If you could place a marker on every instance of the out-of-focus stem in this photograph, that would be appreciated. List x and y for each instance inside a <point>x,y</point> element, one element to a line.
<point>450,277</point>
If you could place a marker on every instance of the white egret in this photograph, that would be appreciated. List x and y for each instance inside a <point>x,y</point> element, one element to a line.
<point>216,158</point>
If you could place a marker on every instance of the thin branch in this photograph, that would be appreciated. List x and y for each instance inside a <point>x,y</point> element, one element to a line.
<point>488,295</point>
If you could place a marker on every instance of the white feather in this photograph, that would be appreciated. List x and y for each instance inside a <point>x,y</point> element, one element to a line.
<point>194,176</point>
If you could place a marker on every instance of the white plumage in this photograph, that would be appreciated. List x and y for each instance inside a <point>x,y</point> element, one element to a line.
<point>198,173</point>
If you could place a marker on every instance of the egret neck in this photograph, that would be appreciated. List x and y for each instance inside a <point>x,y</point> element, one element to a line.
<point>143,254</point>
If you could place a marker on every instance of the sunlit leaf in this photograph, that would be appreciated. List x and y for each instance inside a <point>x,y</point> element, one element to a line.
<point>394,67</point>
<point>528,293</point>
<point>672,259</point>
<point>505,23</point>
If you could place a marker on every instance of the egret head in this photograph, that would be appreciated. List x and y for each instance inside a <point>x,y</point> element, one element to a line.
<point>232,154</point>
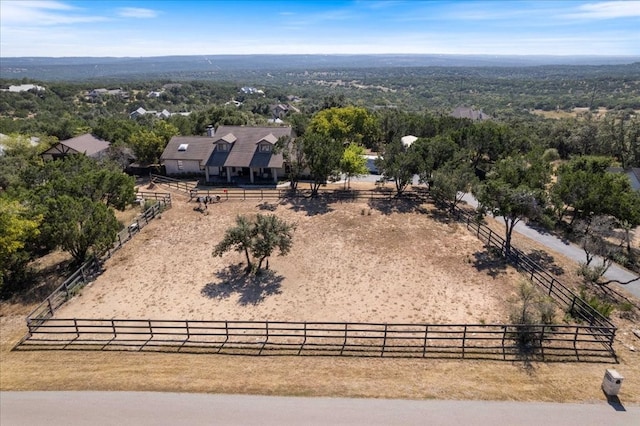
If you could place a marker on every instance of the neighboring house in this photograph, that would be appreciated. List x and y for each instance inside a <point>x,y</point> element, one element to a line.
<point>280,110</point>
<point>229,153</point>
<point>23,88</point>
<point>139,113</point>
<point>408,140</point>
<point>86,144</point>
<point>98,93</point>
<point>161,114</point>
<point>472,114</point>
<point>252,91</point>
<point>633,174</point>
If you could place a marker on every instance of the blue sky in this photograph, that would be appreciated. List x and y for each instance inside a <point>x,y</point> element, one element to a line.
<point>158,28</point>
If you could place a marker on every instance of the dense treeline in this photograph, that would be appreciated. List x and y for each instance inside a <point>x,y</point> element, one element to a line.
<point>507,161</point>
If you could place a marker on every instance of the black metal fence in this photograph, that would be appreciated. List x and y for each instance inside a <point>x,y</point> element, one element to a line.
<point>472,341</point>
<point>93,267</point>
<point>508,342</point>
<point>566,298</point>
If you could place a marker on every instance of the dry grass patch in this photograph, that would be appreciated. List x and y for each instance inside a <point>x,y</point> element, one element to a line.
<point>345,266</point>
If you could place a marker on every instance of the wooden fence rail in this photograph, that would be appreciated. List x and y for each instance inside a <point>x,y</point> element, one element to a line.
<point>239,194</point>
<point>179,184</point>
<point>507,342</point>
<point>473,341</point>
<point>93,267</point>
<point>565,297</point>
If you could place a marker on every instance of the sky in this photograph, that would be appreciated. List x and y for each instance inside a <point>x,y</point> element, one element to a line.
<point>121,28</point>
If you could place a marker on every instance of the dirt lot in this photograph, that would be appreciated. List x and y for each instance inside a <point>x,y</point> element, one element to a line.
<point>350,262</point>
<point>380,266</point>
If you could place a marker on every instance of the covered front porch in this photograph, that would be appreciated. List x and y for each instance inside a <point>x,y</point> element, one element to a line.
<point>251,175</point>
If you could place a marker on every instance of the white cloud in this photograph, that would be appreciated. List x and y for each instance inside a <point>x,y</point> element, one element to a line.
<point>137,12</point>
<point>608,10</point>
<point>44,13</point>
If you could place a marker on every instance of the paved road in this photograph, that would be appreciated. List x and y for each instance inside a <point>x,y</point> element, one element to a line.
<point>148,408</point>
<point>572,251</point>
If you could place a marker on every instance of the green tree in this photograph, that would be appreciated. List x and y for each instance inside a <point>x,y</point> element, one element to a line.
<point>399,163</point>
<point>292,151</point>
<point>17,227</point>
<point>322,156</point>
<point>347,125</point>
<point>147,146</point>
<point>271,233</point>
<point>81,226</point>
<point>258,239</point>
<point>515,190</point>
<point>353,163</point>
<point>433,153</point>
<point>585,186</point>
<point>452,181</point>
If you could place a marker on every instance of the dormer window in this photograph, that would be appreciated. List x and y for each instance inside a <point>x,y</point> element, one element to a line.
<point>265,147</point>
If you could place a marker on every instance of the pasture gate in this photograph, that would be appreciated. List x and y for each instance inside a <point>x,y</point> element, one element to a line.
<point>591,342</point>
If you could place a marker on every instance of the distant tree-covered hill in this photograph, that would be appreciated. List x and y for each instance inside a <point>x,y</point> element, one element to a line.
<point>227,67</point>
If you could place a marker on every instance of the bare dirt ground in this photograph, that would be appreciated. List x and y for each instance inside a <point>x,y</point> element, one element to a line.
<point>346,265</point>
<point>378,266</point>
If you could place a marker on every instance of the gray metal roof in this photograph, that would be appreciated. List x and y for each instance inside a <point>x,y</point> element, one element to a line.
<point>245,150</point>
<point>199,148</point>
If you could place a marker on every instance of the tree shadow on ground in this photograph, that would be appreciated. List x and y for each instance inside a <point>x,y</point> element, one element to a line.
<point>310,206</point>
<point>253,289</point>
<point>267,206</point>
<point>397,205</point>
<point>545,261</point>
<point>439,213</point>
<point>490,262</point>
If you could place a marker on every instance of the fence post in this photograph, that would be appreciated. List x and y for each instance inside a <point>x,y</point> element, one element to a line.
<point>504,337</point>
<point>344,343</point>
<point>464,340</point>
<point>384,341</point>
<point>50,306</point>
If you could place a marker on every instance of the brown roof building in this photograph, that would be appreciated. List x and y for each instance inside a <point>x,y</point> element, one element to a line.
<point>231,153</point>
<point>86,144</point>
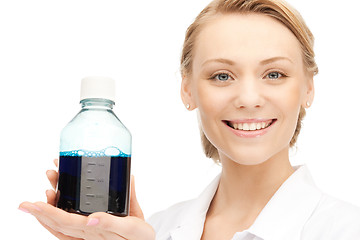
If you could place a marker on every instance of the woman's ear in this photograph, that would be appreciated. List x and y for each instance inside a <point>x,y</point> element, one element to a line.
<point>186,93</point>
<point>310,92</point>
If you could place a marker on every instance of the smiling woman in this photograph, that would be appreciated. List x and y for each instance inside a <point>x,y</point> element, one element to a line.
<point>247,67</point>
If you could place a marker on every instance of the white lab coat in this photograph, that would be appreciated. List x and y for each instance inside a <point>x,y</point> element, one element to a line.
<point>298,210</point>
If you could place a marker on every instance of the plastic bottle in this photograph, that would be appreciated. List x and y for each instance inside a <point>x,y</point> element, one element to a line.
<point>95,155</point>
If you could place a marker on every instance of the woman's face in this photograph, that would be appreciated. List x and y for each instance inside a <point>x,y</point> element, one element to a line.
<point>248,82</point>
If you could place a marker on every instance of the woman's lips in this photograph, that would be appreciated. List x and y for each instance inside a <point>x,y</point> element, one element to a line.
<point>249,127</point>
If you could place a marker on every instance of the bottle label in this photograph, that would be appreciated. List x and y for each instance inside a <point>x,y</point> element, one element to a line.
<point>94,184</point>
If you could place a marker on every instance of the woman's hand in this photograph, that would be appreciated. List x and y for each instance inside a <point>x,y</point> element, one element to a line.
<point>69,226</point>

--

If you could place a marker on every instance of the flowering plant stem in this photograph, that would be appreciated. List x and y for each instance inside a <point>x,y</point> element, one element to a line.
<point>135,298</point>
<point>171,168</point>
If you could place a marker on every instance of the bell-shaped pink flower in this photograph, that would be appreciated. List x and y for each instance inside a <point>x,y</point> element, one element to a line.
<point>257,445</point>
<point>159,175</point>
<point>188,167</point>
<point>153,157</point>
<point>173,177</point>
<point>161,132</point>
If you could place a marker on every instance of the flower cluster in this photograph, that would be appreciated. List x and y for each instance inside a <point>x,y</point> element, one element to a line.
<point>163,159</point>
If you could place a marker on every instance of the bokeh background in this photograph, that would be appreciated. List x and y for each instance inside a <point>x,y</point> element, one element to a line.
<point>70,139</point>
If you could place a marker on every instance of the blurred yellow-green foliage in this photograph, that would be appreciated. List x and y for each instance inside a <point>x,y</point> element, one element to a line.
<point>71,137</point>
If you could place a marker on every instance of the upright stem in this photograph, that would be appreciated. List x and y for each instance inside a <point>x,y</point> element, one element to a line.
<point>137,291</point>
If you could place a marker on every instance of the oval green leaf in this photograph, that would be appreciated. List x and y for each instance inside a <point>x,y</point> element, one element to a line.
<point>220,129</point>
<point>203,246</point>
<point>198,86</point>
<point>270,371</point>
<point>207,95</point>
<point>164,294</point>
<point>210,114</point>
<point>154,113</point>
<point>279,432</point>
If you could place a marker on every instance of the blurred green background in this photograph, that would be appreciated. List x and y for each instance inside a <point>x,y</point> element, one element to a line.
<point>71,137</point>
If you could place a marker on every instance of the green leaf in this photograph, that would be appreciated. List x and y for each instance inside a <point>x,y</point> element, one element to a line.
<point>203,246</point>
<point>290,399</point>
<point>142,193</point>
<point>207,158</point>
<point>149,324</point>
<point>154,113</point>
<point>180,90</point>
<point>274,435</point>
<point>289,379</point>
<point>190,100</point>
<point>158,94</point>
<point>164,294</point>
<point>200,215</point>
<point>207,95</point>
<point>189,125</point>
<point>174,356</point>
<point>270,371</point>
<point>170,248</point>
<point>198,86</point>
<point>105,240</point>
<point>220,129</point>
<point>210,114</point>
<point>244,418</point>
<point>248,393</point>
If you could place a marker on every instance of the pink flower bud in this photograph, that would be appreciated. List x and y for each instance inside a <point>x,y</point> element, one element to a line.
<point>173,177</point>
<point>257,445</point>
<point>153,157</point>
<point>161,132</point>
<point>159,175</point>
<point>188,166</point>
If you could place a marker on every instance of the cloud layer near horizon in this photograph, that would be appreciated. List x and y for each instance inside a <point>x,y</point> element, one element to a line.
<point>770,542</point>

Task
Please retype the lines from the line with "of the covered" to the line with "<point>572,251</point>", including both of those lines, without changing anything.

Result for this exercise
If you could place a marker on every instance of the covered front porch in this photograph, that would be appreciated. List x and y for each instance inside a <point>x,y</point> element, one element to a line.
<point>251,175</point>
If you could place a marker on every instance of the white cloud in this photograph, that would be appreciated. List x and y for each instance inside a <point>x,y</point> element, one element to a line.
<point>137,12</point>
<point>608,10</point>
<point>44,13</point>
If you could place a marker on every instance of the paved road in this photograph, that would be appreciated. List x and y for each instance inside a <point>x,y</point> element, one element to a line.
<point>148,408</point>
<point>572,251</point>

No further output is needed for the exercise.